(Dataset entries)
────
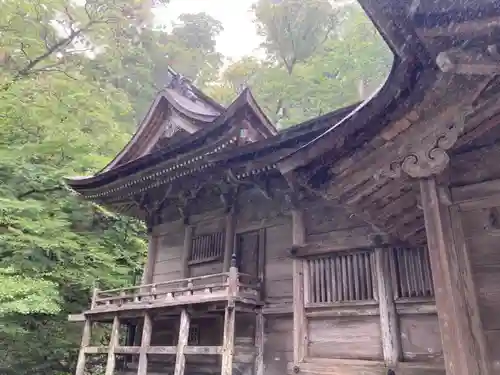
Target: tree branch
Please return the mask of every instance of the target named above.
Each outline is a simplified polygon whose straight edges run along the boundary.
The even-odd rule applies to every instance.
[[[59,190],[62,190],[63,187],[62,186],[54,186],[54,187],[51,187],[51,188],[47,188],[47,189],[31,189],[31,190],[28,190],[22,194],[19,194],[17,196],[17,199],[21,200],[23,198],[26,198],[27,196],[29,195],[32,195],[32,194],[36,194],[36,193],[52,193],[54,191],[59,191]]]

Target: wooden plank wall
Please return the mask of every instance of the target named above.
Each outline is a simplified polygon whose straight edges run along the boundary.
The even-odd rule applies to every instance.
[[[498,138],[496,134],[490,139]],[[488,137],[488,135],[486,135]],[[491,371],[500,374],[500,145],[472,147],[450,162],[453,203],[461,211],[462,228],[472,268]]]
[[[310,318],[308,356],[382,360],[378,316]]]
[[[236,233],[265,228],[265,302],[266,308],[279,313],[266,313],[264,324],[264,372],[269,375],[287,373],[293,361],[293,268],[289,250],[292,245],[292,220],[284,202],[270,201],[259,194],[244,193],[240,197],[236,219]],[[325,201],[307,202],[304,212],[307,242],[318,243],[324,251],[347,250],[366,243],[371,232],[363,222],[330,206]],[[213,211],[193,218],[193,235],[223,229],[224,213]],[[157,228],[159,251],[155,263],[154,281],[171,280],[180,275],[183,248],[183,225],[162,224]],[[190,267],[190,274],[218,273],[221,262]],[[327,314],[328,315],[328,314]],[[309,316],[307,356],[318,359],[376,360],[383,359],[380,317],[371,311],[366,315]],[[355,314],[354,314],[355,315]],[[433,313],[399,315],[403,357],[409,362],[442,361],[439,328]],[[213,328],[214,325],[212,325]],[[236,321],[236,338],[248,337],[253,332],[252,318]],[[165,329],[160,329],[164,331]],[[220,332],[219,332],[220,333]],[[203,337],[206,335],[200,332]],[[213,336],[217,334],[214,332]],[[212,343],[210,343],[212,344]],[[206,345],[209,345],[208,343]],[[188,359],[189,365],[189,359]]]
[[[443,363],[443,348],[436,314],[399,316],[403,360],[418,363]]]
[[[462,213],[462,227],[470,254],[479,310],[490,360],[500,374],[500,229],[493,228],[492,213],[500,207]],[[500,211],[498,211],[500,212]]]
[[[264,374],[284,375],[293,360],[293,319],[268,316],[264,324]]]
[[[184,246],[183,226],[172,223],[153,231],[156,240],[156,260],[153,268],[153,283],[177,280],[181,277],[181,255]]]
[[[309,203],[305,207],[305,217],[308,243],[317,243],[318,253],[325,249],[355,250],[366,246],[374,233],[357,217],[324,201]],[[443,363],[443,354],[437,315],[432,309],[414,314],[411,312],[415,309],[410,308],[409,313],[405,311],[406,300],[396,301],[403,360],[436,363],[439,367]],[[356,302],[347,302],[343,306],[346,307],[343,312],[338,307],[337,312],[328,307],[308,310],[306,356],[311,359],[383,361],[377,303],[363,307]]]
[[[265,296],[269,305],[290,304],[293,299],[291,220],[266,228]]]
────
The expected output is every line of the data, unchanged, with the pictures skipped.

Target: tree branch
Please return the mask of every instance of the target named above.
Each outline is a simplified polygon whose straight edges run along the boundary.
The even-odd rule applies to every instance.
[[[59,190],[62,190],[63,187],[62,186],[54,186],[54,187],[51,187],[51,188],[47,188],[47,189],[31,189],[31,190],[28,190],[22,194],[19,194],[17,196],[17,199],[21,200],[23,198],[26,198],[27,196],[29,195],[32,195],[32,194],[36,194],[36,193],[52,193],[54,191],[59,191]]]

Target: wooden plank wall
Please return the mask of every instance of the target named above.
Each outline is a simplified polygon whose straight edges run along the boundary.
The even-odd rule applies to every instance.
[[[498,138],[496,134],[490,139]],[[488,137],[488,135],[486,135]],[[491,371],[500,374],[500,145],[472,147],[450,162],[453,203],[461,211],[462,228],[472,268]]]
[[[310,318],[308,356],[382,360],[378,316]]]
[[[236,233],[265,228],[265,302],[266,308],[279,313],[266,313],[264,324],[264,372],[269,375],[287,373],[293,361],[293,268],[289,250],[292,245],[292,220],[284,202],[270,201],[259,194],[244,193],[240,197],[236,219]],[[325,201],[307,202],[304,212],[307,242],[318,243],[324,251],[347,250],[366,243],[371,232],[363,222],[330,206]],[[213,211],[193,218],[193,235],[223,229],[224,213]],[[157,228],[159,251],[155,263],[154,281],[171,280],[180,275],[183,248],[183,225],[162,224]],[[190,267],[190,274],[218,273],[221,262]],[[327,314],[328,315],[328,314]],[[309,316],[307,356],[318,359],[376,360],[383,359],[380,317],[371,311],[366,315]],[[355,314],[354,314],[355,315]],[[433,313],[399,315],[403,357],[409,362],[442,361],[439,328]],[[213,328],[214,325],[212,325]],[[236,321],[236,338],[248,337],[253,332],[252,318]],[[165,329],[160,329],[164,331]],[[220,332],[219,332],[220,333]],[[203,337],[206,335],[200,332]],[[213,336],[217,334],[214,332]],[[212,343],[210,343],[212,344]],[[206,345],[209,345],[208,343]],[[188,359],[189,365],[189,359]]]
[[[443,363],[443,348],[436,314],[399,316],[403,360],[418,363]]]
[[[462,213],[462,227],[470,254],[479,310],[490,360],[500,374],[500,229],[493,228],[492,213],[500,207]],[[500,211],[498,211],[500,212]]]
[[[264,374],[284,375],[293,360],[293,319],[268,316],[264,324]]]
[[[184,246],[183,226],[172,223],[153,231],[156,240],[156,260],[153,268],[153,283],[177,280],[181,277],[181,255]]]
[[[309,203],[305,207],[305,217],[308,243],[317,243],[318,253],[325,249],[355,250],[366,246],[374,233],[357,217],[324,201]],[[443,363],[443,354],[437,315],[432,309],[414,314],[411,312],[415,309],[410,308],[409,313],[405,311],[406,300],[396,301],[403,360],[436,363],[439,367]],[[356,302],[347,302],[343,306],[346,307],[343,312],[338,307],[337,312],[328,307],[308,310],[306,356],[311,359],[383,361],[377,303],[363,307]]]
[[[265,296],[269,305],[290,304],[293,299],[291,220],[266,228]]]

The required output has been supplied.